> _Exercise brief_: Reproduce the data exactly.
_ _ _ _
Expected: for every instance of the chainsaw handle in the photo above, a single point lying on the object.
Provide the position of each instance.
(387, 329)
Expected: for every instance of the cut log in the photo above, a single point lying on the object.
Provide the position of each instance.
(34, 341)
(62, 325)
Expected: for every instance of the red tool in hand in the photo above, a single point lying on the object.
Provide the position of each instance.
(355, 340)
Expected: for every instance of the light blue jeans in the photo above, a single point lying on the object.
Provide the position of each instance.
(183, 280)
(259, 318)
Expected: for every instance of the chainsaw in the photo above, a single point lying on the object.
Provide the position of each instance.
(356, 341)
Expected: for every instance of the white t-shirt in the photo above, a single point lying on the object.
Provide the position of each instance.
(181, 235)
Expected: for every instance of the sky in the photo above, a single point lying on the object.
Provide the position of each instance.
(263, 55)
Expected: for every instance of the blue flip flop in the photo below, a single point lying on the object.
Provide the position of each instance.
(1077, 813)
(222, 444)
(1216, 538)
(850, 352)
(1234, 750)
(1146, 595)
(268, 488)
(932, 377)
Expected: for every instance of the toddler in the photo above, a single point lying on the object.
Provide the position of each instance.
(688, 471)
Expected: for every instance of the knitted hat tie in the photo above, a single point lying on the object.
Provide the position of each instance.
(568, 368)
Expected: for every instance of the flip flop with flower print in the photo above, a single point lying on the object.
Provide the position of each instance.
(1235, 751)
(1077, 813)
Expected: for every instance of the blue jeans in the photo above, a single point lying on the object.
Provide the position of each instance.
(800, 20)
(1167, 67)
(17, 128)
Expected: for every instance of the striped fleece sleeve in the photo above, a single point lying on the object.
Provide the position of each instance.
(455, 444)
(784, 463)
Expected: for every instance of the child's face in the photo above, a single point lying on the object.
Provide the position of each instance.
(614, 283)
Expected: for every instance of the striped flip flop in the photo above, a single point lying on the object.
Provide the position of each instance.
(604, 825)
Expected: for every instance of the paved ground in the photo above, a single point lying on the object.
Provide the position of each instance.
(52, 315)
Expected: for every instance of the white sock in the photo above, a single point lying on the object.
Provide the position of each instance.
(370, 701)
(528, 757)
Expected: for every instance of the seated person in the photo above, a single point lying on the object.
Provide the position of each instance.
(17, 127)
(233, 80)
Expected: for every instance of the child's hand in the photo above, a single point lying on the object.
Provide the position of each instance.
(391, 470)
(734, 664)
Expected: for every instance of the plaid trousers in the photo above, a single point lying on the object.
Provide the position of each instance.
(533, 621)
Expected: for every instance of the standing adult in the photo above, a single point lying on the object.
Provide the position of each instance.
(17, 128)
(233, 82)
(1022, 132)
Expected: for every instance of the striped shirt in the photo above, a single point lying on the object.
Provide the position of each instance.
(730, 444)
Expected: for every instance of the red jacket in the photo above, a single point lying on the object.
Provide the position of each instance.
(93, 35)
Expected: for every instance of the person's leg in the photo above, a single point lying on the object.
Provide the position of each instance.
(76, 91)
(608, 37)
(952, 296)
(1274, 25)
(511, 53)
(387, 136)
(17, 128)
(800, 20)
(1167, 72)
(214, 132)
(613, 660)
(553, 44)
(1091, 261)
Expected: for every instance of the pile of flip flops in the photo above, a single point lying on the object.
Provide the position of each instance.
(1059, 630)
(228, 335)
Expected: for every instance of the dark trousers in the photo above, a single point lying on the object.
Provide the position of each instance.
_ _ _ _
> _Solution_:
Expected: for every instance of the chainsaw handle in the photo above, a single point lying on the object.
Provide the position of each instance.
(387, 329)
Expected: for every instance of the cut log in the photo above, a single point lying on the object.
Provide the position of each instance.
(34, 341)
(62, 325)
Expected: for every instance of the red tool in hand in the photo above, a single point lying on the object.
Provide the position of each instance.
(355, 340)
Expected: for every instance of the light blue jeans in the photo above, a single point lying on the object.
Provide the position of each instance.
(183, 280)
(259, 318)
Expected: for every instance of the chainsaw in the photo above, a single point lying on the object.
Provide the position of each instance.
(356, 341)
Expected: for every instance of the white t-shirt in the photo above, a single point lying on the object.
Provide the position of each instance.
(181, 235)
Expected: for every instance of the sky in the photo above, a single point lying on the object.
Provide the position of each instance.
(263, 55)
Expected: for every instance of the blue flip flop in the photo below, a single point lying on the object.
Provide the position of each instance.
(1077, 813)
(222, 444)
(1216, 538)
(850, 352)
(1234, 750)
(1146, 595)
(268, 488)
(932, 377)
Expected: for every instance of the toddler in the photo above, a single point lying on the object.
Provide the position of each instance.
(688, 471)
Expected: for every instance of the knitted hat tie in the photo above, a single point lying on the object.
Provide the position of each instance.
(568, 368)
Expected: for every instance of the flip flop with flower print in the photo above, a single point lying on the object.
Provide the position of each instance.
(1235, 751)
(1077, 813)
Expected: for every instance of the blue jeans in the photo above, a single point lying on the object.
Provide the position of each instance.
(800, 20)
(1167, 67)
(17, 128)
Expected: for every instance of the striped fleece sleeve in the photo above, a single point lying on the object.
Provide the position of each instance.
(455, 444)
(784, 463)
Expected: for every instance of the child's face in the photo above, a single point lying on the object.
Provide the position of each instance.
(614, 283)
Expected: for every instance of the striped flip flop in the photo above, a single point lying on the object.
Provide the position of each instance.
(604, 825)
Expected: for every instance of the paved ground in the photo above, a single point lying on the object.
Provide the position of each instance.
(52, 315)
Expected: for every instance of the white sock in the photo above, a single point lying on the object.
Provide the position of each instance.
(370, 701)
(528, 757)
Expected: for every instance of the seated person in the photo above, a single point lying on the object.
Provide the position of each instance.
(17, 127)
(233, 80)
Expected: for every instance of the child's hand in the photo above, a single point lying on the object.
Provide the position of each instance.
(391, 470)
(734, 664)
Expected: for every instance of the plaid trousers in the photo above, a single point lying on the object.
Provide the position of each instance.
(533, 621)
Expected: for every instance of the standing adult in the photo above, a single point lying on the object.
Provide the position of each instance.
(17, 128)
(233, 82)
(1022, 132)
Expected: for every instance of the striped shirt in the photo above, a single point lying on the object.
Provide the position of each instance.
(730, 444)
Expected: for every instance of the red jacket in the photo above, a single point lying on the object.
Provide the position of each instance.
(93, 35)
Expected: for every instance of the person's leg in the photo above, a single point lying on the object.
Provide the position of each instance.
(76, 91)
(608, 37)
(952, 296)
(1274, 25)
(511, 53)
(387, 136)
(17, 128)
(800, 20)
(1167, 72)
(214, 132)
(613, 660)
(553, 44)
(1091, 261)
Expected: for every instance of the pile of flip flops in the photo above, a single point lying on the object.
Provide the position of each instance.
(1059, 630)
(228, 335)
Expected: for every instance of the dark trousers in the photo above, a single point lying on the object.
Provide the position of each instance.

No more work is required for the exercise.